Region annotation data
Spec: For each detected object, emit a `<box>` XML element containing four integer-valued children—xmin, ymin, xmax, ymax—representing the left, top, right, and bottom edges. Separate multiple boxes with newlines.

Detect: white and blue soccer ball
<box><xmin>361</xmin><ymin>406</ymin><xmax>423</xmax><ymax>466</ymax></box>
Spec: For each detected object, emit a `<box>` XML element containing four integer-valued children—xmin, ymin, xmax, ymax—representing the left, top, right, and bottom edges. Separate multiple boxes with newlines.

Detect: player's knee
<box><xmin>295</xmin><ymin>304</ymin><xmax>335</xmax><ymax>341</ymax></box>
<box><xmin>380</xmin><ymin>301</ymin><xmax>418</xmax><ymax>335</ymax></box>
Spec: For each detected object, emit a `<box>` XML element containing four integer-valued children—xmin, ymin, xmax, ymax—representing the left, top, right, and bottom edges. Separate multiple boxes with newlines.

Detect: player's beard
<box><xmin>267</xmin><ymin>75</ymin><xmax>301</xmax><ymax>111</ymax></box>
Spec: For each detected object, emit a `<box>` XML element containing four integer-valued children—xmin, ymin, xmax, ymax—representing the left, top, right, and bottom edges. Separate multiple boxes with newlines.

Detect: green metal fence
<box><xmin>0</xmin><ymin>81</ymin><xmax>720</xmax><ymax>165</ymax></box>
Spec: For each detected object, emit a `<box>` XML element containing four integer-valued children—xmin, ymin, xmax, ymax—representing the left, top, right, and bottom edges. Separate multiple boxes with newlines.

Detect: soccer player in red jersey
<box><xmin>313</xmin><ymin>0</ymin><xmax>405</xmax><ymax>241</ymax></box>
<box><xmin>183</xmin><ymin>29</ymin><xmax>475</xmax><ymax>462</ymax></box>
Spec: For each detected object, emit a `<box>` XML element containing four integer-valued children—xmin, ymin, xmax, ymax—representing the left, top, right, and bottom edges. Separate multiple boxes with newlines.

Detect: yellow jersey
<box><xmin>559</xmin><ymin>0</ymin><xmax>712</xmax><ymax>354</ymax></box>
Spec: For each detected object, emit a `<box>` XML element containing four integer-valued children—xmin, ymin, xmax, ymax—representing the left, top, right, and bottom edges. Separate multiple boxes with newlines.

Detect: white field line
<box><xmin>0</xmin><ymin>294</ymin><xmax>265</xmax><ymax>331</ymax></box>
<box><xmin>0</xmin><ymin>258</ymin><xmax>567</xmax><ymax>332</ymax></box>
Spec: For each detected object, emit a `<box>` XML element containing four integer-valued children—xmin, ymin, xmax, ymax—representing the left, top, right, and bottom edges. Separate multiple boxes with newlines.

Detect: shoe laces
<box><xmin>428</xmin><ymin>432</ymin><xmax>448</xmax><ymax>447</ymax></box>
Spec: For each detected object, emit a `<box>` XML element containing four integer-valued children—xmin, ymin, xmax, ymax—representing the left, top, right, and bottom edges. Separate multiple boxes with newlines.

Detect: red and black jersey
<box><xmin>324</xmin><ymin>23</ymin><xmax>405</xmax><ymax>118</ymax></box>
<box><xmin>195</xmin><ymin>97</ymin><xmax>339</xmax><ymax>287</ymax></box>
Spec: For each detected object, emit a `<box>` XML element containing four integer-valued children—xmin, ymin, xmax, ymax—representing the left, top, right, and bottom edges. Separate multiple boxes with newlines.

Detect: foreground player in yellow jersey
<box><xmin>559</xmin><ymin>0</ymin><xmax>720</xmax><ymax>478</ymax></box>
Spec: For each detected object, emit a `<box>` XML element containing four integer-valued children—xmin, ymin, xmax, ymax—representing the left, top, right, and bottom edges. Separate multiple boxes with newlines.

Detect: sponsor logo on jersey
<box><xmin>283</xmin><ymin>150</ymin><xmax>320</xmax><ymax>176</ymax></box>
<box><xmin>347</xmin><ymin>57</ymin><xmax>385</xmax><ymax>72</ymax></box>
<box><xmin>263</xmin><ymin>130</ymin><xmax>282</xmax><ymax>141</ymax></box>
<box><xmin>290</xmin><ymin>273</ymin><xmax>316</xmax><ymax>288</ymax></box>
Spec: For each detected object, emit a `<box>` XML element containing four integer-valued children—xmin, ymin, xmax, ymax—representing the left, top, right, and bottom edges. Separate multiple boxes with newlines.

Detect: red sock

WHAT IS REQUIRED
Extract every line of the data above that contains the string "player", matching case exactly.

EXERCISE RESPONSE
Detect: player's knee
Detect: player's beard
Detect: soccer player in red jersey
Detect: foreground player in yellow jersey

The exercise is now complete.